Show every line of the entries below that contains the string "turtleneck", copying each line in full. Case counts.

* Begin Records for this task *

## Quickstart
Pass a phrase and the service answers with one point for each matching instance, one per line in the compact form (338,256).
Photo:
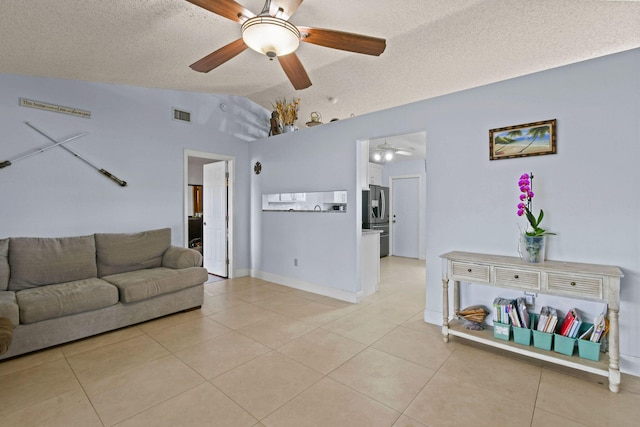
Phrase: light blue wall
(325,244)
(587,190)
(132,134)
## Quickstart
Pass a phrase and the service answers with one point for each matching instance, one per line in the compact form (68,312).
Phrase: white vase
(533,248)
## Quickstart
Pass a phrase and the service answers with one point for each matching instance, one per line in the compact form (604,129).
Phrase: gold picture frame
(529,139)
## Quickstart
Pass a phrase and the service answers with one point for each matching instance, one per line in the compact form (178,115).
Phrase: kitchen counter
(370,231)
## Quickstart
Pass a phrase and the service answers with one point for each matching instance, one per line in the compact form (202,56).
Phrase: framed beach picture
(530,139)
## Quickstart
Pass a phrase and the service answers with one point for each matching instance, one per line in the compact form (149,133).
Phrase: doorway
(406,211)
(217,208)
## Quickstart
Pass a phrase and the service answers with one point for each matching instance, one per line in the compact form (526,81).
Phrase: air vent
(183,116)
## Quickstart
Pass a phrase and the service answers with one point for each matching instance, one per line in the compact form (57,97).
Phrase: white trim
(421,250)
(327,291)
(232,206)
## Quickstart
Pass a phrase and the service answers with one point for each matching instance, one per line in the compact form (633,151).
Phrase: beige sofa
(56,290)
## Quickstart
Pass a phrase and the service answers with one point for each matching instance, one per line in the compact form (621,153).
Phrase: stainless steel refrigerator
(375,214)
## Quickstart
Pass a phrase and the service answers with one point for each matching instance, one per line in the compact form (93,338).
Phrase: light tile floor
(260,354)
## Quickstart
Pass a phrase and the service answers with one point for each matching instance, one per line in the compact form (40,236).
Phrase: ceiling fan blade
(219,57)
(344,41)
(295,71)
(288,8)
(225,8)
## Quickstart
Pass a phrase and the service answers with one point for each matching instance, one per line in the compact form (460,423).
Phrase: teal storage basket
(587,349)
(541,340)
(501,331)
(522,335)
(564,345)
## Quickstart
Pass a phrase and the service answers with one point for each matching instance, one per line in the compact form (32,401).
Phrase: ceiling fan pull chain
(266,8)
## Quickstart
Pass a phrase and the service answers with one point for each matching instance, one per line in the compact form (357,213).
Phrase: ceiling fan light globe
(270,36)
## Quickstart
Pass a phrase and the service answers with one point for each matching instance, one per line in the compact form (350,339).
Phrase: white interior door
(405,219)
(215,218)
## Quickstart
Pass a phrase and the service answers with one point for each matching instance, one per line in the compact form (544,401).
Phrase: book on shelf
(587,334)
(547,320)
(552,322)
(567,323)
(513,311)
(523,314)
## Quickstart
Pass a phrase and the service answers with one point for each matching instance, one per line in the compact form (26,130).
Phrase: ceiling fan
(387,152)
(271,34)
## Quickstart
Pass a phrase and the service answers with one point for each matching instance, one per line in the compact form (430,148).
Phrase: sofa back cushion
(122,252)
(4,264)
(37,261)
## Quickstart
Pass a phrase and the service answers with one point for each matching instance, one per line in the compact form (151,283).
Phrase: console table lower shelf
(486,337)
(566,279)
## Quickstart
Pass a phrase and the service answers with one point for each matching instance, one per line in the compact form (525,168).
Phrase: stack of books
(512,311)
(548,320)
(571,324)
(598,330)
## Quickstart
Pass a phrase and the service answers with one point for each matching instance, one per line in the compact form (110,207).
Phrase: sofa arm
(177,257)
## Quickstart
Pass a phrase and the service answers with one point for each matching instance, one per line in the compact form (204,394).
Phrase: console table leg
(445,309)
(614,352)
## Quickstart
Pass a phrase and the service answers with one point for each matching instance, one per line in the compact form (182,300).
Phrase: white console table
(568,279)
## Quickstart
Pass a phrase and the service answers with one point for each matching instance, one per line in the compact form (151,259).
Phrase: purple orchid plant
(526,206)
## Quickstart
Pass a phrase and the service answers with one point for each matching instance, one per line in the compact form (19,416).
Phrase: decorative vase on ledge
(532,248)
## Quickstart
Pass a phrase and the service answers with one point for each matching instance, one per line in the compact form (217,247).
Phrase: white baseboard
(242,272)
(352,297)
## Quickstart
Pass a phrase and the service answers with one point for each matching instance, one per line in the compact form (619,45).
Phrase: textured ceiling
(434,47)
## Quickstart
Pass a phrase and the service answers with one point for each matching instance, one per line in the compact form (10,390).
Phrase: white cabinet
(375,174)
(580,281)
(292,197)
(335,197)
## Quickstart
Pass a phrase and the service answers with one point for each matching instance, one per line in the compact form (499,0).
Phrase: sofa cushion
(9,307)
(176,257)
(37,261)
(123,252)
(4,264)
(48,302)
(6,334)
(142,284)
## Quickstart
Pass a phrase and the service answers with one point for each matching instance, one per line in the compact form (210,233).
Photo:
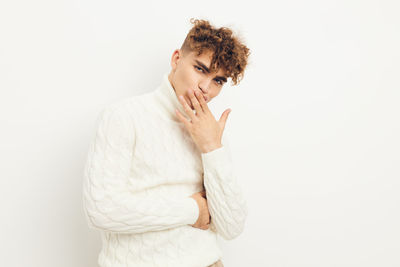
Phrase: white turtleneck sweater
(141,170)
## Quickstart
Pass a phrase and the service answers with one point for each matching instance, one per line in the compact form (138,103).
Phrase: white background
(314,125)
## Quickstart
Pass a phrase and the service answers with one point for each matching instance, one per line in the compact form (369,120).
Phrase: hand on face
(205,131)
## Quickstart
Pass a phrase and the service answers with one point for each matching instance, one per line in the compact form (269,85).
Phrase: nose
(203,86)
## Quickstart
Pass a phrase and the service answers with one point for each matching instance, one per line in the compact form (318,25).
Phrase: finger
(203,104)
(182,118)
(195,102)
(224,118)
(186,107)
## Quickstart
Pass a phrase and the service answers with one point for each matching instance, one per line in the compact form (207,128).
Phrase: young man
(159,180)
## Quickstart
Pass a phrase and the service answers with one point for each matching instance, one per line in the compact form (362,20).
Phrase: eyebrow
(205,67)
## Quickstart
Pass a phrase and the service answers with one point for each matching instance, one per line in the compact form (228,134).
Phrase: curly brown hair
(229,52)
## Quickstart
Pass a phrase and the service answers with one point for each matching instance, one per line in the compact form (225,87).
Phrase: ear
(176,55)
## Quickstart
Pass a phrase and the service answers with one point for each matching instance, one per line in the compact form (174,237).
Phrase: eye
(199,68)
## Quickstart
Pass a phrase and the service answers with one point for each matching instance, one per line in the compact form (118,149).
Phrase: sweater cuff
(192,210)
(216,158)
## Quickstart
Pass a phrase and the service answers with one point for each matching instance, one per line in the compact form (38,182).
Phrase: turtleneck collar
(165,96)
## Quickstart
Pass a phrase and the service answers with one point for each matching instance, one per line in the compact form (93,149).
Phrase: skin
(195,86)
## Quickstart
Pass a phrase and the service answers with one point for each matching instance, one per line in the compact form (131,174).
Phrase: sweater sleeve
(225,199)
(107,202)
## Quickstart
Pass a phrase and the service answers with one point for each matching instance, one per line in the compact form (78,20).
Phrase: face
(192,72)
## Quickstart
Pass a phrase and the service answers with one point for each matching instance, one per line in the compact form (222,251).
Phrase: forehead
(205,58)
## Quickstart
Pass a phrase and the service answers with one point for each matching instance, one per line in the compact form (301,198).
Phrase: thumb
(224,117)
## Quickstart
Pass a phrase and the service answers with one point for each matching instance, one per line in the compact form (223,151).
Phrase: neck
(166,96)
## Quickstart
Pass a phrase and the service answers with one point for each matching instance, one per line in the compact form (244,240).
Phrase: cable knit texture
(142,167)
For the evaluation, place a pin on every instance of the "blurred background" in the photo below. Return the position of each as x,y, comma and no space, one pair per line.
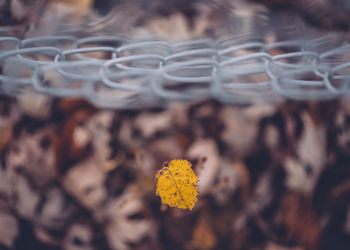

* End Records for this task *

• [Output below]
Phrase: white turtleneck sweater
Phrase: turtleneck collar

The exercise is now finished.